[Extrait choisi]:
+ + + + + + +

À Paris, sous l'Occupation, Paul-Jean Lafarge, directeur des Éditions La Revue des lettres, fait songer à ces louches personnages simenoniens – le chapelier ou monsieur Hire – solitaires et confinés dans un climat paranoïaque sinistre où pavoisent des uniformes SS et des collabos – voyez-le en noir et blanc polar, bien sûr.

Non content d'observer les pieds de sa secrétaire par la serrure, Lafarge se tient le soir derrière sa fenêtre, avant que le couvre-feu ne retire chacun derrière ses murs, pour noter les allées et venues dans la vespasienne en face. Il y dépose des croûtons de pain car il est "soupeur" (désolé, voyez la définition, ce n'est heureusement pas l'objet du livre). Cet angoissant personnage, discret, pur esthète littéraire, et un peu lopette, disons-le, ballotté par l'histoire, confronté au désir de collaboration culturelle des nazis et à la violence des résistants, s'avère fascinant, dans un Paris entre parenthèses, des lieux équivoques aux salons littéraires qui courtisent l'occupant.

"L'Occupation, c'était dehors, à la surface, pour les autres. La vespasienne représentait un petit bout de zone libre, plus libre encore que la zone non occupée: sans pétainistes ni gaullistes, sans personne, elle n'appartenait ni à Paris ni au présent, elle perpétuait la liberté d'autrefois,..."

Au-delà des penchants secrets du protagoniste, ce roman comporte donc un important volet historique. Son statut de rédacteur en chef d'une revue culturelle amène Lafarge à fréquenter un officier allemand porté sur la poésie (on songe immédiatement à Ernst Junger) et à assister aux dîners mondains organisés par une grande actrice (on songe à Florence Gould) où jacasse le gotha de la collaboration. La vie de Lafarge se complique lorsqu'il s'aperçoit qu'un individu dérobe ses «croûtons» dans la pissotière. Il y découvre une arme cachée dans une crevasse, des partisans ne sont pas loin et vont menacer sa piètre routine. L'on palpe l'écart ténu entre le salaud ordinaire et l'homme capable de jouer sa vie pour quelque honneur.

+ + + + + + +

[Consigne]: Recopiez le passage de la critique du roman allant de "Non content d'observer" jusqu'à "qui courtisent l'occupant." inclus, en remplaçant "secrétaire" par "dactylo".

[Enregistrements]:
+ + + + + + +

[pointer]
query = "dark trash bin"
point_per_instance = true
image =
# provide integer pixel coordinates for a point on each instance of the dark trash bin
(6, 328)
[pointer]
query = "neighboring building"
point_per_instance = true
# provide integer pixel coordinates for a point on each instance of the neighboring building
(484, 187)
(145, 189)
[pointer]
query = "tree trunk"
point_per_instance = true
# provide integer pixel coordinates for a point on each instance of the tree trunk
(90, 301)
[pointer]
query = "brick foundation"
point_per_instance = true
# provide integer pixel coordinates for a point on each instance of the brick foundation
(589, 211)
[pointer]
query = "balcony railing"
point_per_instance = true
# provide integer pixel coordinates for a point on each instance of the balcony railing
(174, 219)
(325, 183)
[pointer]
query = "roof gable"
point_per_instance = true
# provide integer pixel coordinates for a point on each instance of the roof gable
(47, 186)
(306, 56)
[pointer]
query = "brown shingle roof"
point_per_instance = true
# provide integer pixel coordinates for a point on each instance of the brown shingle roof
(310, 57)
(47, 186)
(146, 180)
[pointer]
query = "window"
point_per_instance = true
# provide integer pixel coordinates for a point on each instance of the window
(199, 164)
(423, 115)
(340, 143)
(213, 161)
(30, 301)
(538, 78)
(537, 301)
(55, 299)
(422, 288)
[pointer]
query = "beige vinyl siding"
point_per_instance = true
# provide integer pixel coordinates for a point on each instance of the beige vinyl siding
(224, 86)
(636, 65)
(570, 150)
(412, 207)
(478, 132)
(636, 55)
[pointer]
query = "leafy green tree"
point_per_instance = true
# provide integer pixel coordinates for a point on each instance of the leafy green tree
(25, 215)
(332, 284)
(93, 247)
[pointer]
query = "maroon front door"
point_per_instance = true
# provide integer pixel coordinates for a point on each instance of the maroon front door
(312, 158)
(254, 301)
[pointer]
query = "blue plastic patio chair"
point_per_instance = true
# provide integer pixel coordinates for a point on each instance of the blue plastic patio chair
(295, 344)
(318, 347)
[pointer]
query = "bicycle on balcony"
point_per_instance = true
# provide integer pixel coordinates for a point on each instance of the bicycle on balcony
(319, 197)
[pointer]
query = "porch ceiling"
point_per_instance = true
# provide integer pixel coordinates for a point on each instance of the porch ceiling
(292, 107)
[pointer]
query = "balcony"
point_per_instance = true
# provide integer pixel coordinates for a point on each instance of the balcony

+ + + + + + +

[Réponse]:
Non content d'observer les pieds de sa dactylo par la serrure, Lafarge se tient le soir derrière sa fenêtre, avant que le couvre-feu ne retire chacun derrière ses murs, pour noter les allées et venues dans la vespasienne en face. Il y dépose des croûtons de pain car il est "soupeur" (désolé, voyez la définition, ce n'est heureusement pas l'objet du livre). Cet angoissant personnage, discret, pur esthète littéraire, et un peu lopette, disons-le, ballotté par l'histoire, confronté au désir de collaboration culturelle des nazis et à la violence des résistants, s'avère fascinant, dans un Paris entre parenthèses, des lieux équivoques aux salons littéraires qui courtisent l'occupant.